*** Passage

Education Minister John-Paul Langbroek’s big announcement yesterday that Cairns could have up to five new schools in the next 20-years is hugely disappointing given it contains no details on where the money will come from or where the schools will be built, says Member for Mulgrave Curtis Pitt.
“We have been waiting far too long for the Minister to give some attention to the explosive growth in the school age population in the Cairns southern corridor,” said Mr Pitt.
“Despite announcing a Schools Planning Commission to great fanfare, he then ignored the demand mapping for our region – clearly the Far North was not on his priority list until he realised the omission.
“Last November I pleaded with him to speed up the planning process and make funding available to build the new schools the region needs.
“Eight months on the Minister has finally woken from his slumbers to issue a statement confirming what we have all known for years, that there will be thousands more pupils in this high growth area in the next 10 to 15 years.

******

▸ **Assignment**
Rewrite the passage on new schools for Cairns, starting at the words "Education Minister John-Paul" and ending after "realised the omission.", and replace "explosive growth" with "rapid growth".

*** Data under study

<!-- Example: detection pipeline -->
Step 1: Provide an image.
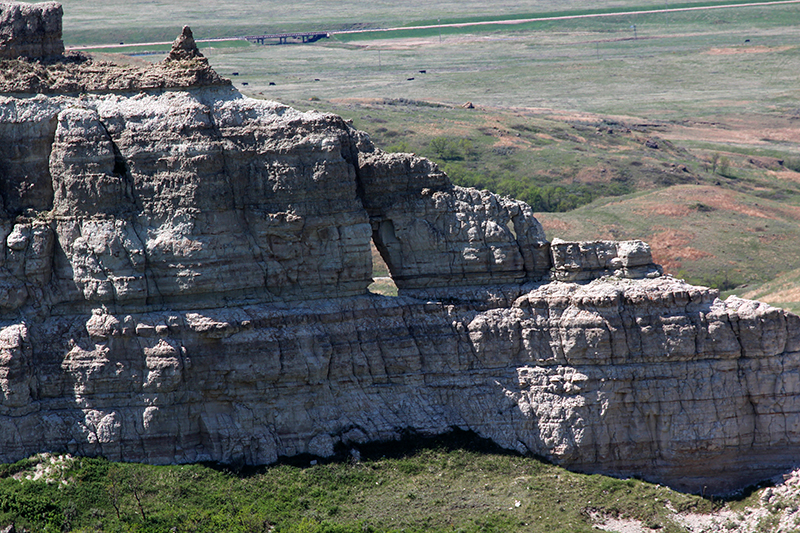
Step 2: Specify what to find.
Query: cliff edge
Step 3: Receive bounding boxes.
[0,4,800,493]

******

▸ **Answer box**
Education Minister John-Paul Langbroek’s big announcement yesterday that Cairns could have up to five new schools in the next 20-years is hugely disappointing given it contains no details on where the money will come from or where the schools will be built, says Member for Mulgrave Curtis Pitt.
“We have been waiting far too long for the Minister to give some attention to the rapid growth in the school age population in the Cairns southern corridor,” said Mr Pitt.
“Despite announcing a Schools Planning Commission to great fanfare, he then ignored the demand mapping for our region – clearly the Far North was not on his priority list until he realised the omission.